THE REQUEST: In the material below, take everything from the line containing "Locate the groom in" down to the line containing "pixel 377 323" and write it out again, changing each "Target" to "Object" and leaving all else as it is.

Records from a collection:
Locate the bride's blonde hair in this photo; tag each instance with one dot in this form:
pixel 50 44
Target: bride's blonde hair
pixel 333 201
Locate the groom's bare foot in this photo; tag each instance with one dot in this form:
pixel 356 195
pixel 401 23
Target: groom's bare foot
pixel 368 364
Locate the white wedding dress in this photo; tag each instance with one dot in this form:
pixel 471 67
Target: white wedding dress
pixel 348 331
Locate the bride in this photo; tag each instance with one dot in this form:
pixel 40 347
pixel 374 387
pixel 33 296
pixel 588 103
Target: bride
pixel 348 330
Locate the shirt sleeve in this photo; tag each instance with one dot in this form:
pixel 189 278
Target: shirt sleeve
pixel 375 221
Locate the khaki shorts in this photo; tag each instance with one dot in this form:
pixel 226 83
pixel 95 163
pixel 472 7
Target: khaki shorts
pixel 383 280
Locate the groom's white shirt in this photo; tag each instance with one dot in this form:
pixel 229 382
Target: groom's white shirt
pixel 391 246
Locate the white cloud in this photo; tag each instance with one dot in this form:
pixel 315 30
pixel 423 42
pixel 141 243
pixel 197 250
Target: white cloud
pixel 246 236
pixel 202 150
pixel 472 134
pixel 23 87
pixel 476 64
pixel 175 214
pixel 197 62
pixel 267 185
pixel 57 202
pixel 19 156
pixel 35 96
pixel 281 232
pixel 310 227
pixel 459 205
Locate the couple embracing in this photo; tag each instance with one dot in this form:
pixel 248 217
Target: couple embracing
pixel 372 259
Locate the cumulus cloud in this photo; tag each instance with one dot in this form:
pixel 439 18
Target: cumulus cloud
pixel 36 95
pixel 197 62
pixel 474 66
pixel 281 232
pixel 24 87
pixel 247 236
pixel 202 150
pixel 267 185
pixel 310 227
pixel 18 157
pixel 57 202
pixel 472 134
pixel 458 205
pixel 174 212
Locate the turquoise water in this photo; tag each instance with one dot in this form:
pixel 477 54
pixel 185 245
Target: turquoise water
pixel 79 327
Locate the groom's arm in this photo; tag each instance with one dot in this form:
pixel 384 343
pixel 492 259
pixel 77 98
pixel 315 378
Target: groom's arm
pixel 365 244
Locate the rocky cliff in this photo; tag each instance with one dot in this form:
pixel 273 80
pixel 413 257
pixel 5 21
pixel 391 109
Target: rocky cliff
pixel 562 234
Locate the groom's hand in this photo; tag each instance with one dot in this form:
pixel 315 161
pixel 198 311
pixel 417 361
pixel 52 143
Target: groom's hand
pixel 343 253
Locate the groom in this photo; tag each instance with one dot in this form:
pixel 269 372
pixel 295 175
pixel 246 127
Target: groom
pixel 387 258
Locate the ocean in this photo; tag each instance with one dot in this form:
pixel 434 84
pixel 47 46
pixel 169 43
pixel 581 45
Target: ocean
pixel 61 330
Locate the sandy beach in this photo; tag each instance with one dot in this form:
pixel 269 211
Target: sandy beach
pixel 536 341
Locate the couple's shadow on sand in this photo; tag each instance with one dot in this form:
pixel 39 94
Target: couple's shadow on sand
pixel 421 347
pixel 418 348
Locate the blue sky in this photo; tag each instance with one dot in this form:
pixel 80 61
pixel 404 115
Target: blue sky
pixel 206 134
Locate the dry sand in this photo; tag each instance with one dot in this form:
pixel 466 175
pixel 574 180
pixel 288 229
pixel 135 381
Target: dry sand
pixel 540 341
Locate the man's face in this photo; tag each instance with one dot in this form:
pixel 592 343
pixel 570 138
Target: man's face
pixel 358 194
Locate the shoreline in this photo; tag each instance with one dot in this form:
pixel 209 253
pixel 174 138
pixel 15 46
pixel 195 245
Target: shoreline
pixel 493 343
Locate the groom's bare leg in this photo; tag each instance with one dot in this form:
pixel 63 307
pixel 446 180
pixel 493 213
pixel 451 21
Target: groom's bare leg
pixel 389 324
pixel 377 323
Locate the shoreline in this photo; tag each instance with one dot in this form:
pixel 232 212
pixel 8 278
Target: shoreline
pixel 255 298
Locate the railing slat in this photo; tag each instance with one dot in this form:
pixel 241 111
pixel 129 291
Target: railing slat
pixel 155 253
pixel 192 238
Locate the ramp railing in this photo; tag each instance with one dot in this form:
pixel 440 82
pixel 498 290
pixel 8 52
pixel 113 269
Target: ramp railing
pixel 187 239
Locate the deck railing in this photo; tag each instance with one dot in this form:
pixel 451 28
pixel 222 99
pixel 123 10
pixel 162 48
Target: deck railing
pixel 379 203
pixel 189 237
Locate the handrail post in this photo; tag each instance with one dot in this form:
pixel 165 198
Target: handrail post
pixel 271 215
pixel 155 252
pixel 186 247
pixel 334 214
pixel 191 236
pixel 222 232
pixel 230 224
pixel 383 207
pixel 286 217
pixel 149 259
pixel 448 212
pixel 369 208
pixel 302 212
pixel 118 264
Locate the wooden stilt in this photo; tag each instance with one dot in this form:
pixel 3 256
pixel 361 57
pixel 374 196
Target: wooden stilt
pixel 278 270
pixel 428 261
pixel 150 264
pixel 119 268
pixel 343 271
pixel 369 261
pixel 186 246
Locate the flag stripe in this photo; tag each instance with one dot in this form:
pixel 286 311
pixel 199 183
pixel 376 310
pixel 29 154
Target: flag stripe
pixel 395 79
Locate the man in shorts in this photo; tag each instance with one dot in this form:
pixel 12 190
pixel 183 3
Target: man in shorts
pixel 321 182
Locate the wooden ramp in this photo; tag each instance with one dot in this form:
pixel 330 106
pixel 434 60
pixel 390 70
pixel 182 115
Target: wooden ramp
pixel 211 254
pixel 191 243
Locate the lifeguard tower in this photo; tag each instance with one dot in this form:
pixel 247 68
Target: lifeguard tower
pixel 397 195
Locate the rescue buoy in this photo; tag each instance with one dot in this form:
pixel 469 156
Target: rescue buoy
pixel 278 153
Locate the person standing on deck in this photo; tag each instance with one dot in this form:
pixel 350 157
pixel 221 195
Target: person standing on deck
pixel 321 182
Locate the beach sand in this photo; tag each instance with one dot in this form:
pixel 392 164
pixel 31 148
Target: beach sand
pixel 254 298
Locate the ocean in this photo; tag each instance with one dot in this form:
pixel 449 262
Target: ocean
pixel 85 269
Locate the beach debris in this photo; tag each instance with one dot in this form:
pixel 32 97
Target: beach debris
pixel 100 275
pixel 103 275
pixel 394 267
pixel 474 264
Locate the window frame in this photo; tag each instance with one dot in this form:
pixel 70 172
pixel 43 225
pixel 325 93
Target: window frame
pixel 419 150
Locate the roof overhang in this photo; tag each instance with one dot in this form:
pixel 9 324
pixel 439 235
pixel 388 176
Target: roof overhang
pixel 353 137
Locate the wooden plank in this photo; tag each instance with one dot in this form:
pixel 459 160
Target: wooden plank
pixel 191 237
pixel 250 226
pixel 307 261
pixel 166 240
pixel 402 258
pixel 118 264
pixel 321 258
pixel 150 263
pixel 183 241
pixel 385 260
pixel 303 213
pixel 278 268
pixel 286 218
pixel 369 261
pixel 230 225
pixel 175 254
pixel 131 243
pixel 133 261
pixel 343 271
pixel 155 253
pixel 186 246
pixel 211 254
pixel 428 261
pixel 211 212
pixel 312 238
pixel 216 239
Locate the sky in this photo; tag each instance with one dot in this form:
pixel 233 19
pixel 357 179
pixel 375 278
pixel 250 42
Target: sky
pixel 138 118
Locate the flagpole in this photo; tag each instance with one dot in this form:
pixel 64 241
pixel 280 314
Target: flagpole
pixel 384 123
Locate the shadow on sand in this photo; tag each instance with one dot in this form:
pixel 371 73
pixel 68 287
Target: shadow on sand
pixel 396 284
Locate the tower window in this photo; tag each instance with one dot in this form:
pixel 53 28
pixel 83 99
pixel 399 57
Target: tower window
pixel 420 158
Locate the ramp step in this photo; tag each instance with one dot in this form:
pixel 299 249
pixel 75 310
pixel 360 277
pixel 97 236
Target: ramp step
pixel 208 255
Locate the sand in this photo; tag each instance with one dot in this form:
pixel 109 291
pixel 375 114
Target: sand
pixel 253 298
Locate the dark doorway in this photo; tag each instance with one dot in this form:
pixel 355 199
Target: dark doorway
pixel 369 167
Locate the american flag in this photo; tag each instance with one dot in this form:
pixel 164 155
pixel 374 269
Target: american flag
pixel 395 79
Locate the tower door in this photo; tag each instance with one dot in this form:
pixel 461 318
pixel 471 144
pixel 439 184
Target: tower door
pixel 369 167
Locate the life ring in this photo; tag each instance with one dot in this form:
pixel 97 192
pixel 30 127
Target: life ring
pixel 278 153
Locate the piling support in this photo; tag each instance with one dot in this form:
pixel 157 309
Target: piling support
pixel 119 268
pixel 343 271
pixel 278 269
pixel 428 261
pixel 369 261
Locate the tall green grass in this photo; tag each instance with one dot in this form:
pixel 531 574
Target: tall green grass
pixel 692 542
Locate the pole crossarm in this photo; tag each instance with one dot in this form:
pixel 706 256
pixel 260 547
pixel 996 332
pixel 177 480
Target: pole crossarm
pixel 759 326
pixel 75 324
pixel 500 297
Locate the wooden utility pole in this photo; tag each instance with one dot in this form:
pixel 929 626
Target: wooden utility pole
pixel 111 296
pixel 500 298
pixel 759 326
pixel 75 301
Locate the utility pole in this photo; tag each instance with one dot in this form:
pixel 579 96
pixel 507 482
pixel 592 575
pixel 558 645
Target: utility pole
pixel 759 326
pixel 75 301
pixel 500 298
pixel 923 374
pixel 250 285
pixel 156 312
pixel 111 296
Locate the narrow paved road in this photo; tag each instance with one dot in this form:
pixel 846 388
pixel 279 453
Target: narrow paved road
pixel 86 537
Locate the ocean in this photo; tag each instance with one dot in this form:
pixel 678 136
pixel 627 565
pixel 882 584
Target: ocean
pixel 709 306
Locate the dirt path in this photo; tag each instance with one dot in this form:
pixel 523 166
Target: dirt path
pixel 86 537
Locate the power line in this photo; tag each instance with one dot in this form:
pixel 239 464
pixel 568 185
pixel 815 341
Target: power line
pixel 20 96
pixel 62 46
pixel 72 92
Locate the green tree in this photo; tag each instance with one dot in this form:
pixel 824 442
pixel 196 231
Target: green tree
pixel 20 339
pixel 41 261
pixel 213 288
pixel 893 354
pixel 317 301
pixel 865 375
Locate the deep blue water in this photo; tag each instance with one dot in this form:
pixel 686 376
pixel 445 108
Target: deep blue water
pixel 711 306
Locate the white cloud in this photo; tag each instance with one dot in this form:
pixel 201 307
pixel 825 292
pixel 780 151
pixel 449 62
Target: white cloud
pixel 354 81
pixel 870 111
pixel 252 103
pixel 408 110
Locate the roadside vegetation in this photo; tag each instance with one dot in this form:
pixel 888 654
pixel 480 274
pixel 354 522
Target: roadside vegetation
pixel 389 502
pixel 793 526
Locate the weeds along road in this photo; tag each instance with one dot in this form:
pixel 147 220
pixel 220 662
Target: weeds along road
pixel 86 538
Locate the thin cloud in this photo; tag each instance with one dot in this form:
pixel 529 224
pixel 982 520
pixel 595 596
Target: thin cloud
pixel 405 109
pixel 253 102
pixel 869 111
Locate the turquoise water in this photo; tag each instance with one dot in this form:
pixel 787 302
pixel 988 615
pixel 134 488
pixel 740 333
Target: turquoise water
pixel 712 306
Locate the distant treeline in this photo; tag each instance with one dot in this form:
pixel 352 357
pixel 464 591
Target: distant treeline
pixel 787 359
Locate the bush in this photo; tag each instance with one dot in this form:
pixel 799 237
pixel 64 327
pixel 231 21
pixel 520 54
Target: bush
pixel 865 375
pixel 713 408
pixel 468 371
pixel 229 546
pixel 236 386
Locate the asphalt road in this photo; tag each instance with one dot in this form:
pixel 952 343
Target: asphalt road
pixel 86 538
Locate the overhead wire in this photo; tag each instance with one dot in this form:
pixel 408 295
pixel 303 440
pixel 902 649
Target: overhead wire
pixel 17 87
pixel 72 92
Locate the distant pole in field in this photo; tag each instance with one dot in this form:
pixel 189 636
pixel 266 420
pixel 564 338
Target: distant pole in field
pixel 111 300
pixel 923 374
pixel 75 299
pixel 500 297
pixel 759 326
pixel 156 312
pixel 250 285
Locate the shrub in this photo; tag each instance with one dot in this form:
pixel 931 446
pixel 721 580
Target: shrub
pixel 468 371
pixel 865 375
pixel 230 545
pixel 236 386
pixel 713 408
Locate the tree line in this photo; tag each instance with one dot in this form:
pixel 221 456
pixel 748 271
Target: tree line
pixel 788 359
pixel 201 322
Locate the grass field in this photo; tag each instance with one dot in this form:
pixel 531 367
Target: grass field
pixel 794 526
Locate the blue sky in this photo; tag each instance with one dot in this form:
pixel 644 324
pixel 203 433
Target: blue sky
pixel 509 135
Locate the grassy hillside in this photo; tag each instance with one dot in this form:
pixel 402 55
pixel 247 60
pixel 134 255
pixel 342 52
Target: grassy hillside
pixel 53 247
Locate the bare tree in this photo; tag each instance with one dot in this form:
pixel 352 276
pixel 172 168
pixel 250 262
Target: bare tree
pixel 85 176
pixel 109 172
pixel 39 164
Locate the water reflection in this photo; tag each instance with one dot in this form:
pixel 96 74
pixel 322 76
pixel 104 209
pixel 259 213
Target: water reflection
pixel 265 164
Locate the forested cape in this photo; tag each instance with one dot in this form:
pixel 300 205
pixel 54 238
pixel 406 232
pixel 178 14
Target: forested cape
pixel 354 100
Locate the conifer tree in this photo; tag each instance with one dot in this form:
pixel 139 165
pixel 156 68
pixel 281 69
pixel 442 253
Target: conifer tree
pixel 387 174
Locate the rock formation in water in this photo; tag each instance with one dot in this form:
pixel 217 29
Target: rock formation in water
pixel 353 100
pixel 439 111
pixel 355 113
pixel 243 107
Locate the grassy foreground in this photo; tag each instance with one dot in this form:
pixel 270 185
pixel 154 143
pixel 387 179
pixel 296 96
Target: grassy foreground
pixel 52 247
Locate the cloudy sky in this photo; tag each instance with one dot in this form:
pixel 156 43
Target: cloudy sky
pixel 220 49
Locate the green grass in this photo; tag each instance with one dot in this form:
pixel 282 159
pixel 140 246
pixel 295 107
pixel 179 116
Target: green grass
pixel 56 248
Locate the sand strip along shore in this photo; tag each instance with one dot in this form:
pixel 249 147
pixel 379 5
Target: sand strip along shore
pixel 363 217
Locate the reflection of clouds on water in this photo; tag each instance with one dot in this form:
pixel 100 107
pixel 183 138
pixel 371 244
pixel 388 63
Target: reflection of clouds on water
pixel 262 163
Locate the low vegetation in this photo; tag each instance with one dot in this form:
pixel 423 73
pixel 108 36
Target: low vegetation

CORRECT ANSWER:
Locate the groom in this photo; tag each instance with one dot in this form:
pixel 269 372
pixel 295 175
pixel 246 127
Object: groom
pixel 387 258
Locate the ocean in this photo; tag each instance with one dot in this form:
pixel 434 84
pixel 47 46
pixel 169 43
pixel 581 45
Object: ocean
pixel 61 330
Locate the sandy beach in this photo; tag each instance with one dot in this form:
pixel 269 211
Object: sandy beach
pixel 536 341
Locate the couple's shadow on sand in this photo; tag each instance with one dot in this form:
pixel 39 94
Object: couple's shadow on sand
pixel 421 347
pixel 418 348
Locate the blue sky in this photo; tag each instance with one dot in this form:
pixel 80 61
pixel 404 115
Object: blue sky
pixel 206 134
Locate the dry sand in this photo; tag each instance with one dot in this form:
pixel 466 175
pixel 574 180
pixel 288 229
pixel 135 381
Object: dry sand
pixel 540 341
Locate the man's face in this photo; tag each instance with one dot in this form:
pixel 592 343
pixel 570 138
Object: man's face
pixel 358 194
Locate the shoreline in this photo; tag each instance with one dot in this form:
pixel 209 253
pixel 174 138
pixel 15 46
pixel 195 245
Object: shoreline
pixel 493 343
Locate the groom's bare leg in this photo; tag each instance with one dot in this form:
pixel 63 307
pixel 446 180
pixel 493 213
pixel 451 21
Object: groom's bare leg
pixel 389 324
pixel 377 323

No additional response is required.